Instruction: Extract the final stretch of the data: the line that contains "of the dark" and every line after it, unaltered, and no other lines.

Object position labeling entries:

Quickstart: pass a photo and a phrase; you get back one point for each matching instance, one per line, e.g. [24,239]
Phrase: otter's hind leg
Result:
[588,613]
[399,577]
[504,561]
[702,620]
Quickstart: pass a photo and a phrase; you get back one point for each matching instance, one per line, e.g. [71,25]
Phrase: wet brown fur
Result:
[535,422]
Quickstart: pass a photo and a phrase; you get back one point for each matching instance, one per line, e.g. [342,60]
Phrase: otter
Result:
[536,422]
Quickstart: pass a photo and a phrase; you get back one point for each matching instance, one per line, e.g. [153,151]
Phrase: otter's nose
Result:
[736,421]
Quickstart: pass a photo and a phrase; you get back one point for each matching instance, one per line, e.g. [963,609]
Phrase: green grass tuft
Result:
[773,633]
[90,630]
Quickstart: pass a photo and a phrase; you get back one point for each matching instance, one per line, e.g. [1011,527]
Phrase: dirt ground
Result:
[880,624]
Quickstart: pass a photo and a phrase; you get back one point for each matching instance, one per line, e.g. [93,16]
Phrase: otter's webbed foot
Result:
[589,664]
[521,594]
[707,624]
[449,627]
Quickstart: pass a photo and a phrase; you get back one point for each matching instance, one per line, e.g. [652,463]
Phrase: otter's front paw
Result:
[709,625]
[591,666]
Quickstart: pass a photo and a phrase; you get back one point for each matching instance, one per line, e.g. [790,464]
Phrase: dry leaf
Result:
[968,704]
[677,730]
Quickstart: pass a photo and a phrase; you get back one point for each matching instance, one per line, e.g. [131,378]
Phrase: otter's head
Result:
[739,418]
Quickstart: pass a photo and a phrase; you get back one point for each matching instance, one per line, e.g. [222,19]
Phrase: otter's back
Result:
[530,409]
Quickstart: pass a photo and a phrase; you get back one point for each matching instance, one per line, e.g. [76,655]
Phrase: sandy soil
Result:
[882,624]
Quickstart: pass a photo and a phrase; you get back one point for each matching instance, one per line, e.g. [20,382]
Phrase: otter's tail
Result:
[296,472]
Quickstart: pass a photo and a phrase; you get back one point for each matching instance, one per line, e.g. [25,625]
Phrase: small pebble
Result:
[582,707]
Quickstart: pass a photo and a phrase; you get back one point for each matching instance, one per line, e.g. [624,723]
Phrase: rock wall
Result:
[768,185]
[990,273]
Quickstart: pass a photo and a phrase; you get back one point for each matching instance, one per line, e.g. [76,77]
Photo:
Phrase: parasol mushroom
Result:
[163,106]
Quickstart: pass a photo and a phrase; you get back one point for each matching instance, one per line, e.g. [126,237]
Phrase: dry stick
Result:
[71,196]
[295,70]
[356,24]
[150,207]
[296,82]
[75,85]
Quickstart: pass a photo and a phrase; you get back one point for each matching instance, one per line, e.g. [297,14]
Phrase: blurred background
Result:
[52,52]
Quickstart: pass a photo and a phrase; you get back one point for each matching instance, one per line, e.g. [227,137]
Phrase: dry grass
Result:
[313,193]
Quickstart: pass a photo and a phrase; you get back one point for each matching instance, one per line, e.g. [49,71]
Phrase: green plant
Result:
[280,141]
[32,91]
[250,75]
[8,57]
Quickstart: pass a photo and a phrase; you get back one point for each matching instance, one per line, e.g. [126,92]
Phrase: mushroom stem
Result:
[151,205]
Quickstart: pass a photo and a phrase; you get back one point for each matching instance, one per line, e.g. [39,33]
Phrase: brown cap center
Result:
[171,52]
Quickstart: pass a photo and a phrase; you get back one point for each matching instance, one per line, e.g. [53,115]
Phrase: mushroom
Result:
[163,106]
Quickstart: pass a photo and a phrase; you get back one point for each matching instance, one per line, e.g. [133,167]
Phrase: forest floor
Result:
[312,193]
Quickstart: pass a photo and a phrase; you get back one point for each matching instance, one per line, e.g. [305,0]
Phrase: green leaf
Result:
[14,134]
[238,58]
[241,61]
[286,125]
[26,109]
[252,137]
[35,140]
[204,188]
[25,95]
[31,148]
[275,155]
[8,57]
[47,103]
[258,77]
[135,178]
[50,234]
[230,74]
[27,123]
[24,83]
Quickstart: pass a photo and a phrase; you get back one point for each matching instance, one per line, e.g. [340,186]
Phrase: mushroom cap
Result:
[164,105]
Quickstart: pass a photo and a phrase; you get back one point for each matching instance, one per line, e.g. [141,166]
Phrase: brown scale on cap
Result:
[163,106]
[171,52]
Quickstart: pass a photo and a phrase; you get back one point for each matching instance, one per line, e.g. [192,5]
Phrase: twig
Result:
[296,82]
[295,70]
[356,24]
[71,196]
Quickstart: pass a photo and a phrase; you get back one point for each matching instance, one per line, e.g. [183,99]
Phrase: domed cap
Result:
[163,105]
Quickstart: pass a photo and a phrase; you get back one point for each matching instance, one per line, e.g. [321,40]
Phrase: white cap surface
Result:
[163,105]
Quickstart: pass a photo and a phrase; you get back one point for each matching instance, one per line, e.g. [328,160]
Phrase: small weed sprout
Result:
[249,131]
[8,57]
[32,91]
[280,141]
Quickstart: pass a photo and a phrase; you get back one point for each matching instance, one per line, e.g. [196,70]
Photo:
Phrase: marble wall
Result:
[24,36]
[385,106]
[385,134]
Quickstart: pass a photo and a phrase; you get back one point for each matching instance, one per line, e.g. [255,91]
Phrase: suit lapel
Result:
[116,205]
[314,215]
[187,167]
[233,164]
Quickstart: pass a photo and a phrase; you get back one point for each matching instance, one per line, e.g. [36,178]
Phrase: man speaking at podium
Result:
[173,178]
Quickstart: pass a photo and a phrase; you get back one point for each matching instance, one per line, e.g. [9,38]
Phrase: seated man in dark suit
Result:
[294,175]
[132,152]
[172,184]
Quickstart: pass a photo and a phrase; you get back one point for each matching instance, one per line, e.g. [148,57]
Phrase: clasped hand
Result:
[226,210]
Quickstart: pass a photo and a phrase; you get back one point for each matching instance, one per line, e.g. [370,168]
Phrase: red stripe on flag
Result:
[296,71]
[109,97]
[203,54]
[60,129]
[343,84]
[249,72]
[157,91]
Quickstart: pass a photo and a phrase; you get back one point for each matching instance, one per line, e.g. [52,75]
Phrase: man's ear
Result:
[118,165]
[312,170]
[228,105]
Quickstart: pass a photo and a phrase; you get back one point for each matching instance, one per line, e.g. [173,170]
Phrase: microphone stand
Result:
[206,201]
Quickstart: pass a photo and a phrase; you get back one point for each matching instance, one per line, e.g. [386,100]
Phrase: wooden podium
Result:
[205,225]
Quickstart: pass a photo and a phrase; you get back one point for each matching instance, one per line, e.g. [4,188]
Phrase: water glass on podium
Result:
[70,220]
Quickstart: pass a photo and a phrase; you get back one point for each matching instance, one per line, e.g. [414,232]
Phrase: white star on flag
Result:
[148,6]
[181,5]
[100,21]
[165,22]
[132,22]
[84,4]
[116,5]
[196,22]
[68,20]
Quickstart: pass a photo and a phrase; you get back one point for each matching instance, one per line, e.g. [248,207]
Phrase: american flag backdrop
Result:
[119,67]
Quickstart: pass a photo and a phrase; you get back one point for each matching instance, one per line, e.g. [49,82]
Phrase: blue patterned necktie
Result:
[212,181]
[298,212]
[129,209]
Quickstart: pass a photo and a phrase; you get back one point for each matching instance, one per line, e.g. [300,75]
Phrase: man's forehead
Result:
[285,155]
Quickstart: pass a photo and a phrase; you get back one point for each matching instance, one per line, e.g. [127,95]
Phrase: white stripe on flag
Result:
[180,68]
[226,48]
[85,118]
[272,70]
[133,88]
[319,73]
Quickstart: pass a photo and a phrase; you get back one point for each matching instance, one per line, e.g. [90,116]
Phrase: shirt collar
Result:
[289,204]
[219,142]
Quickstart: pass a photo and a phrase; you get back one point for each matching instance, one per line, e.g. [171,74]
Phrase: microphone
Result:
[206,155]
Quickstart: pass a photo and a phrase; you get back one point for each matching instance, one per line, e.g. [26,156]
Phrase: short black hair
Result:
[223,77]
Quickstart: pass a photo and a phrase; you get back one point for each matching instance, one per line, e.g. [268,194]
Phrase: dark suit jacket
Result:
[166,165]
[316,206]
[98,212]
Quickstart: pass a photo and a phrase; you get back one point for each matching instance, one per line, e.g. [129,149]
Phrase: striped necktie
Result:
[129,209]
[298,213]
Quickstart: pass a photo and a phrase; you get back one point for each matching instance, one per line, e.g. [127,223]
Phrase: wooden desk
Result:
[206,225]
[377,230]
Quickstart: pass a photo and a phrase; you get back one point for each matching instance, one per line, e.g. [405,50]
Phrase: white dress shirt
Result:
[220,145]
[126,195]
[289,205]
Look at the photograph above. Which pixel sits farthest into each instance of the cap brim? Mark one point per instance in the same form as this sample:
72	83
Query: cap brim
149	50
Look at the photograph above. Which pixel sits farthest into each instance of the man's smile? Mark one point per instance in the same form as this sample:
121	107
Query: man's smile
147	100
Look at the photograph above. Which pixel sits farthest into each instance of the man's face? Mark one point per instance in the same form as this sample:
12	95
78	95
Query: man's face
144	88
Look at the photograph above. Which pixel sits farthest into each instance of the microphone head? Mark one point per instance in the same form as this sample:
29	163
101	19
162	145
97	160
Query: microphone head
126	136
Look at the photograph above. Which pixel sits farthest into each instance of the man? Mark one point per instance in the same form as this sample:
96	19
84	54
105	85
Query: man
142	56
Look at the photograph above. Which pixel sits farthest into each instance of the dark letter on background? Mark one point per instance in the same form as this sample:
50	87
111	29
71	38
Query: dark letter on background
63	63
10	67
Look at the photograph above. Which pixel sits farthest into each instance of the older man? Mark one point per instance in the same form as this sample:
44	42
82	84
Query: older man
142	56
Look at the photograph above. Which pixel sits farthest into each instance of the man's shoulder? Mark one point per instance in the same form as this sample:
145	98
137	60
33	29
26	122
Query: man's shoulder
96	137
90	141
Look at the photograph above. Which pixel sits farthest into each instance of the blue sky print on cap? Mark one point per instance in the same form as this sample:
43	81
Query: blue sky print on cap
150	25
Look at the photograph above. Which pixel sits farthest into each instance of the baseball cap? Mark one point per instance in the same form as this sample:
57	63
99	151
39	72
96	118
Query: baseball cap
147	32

Result:
Look at the photograph above. Which pixel sits farthest into each instance of the dark letter on background? Mark one point per instance in the same form as this sample:
50	87
111	29
71	38
Query: dark letter on background
63	63
10	67
Look at the photograph above. Which pixel sits farthest into each instance of the older man? Mark one point per instance in the same form as this sample:
44	42
82	84
Query: older man
142	56
Look at the photograph above. Which pixel sits farthest into each instance of the man's shoulder? Mark one point per instance in the same form as this sample:
145	98
137	60
33	29
26	122
Query: man's shoulder
96	137
90	141
Look at the photograph above. Which pixel sits farthest into each instance of the blue sky print on cap? Mark one point per instance in the same form as this sample:
43	81
Query: blue sky print on cap
150	25
Look at the photograph above. Which pixel sits farthest into each instance of the baseball cap? Mark one point per instance in the same form as this sample:
57	63
99	151
39	72
96	118
Query: baseball cap
147	32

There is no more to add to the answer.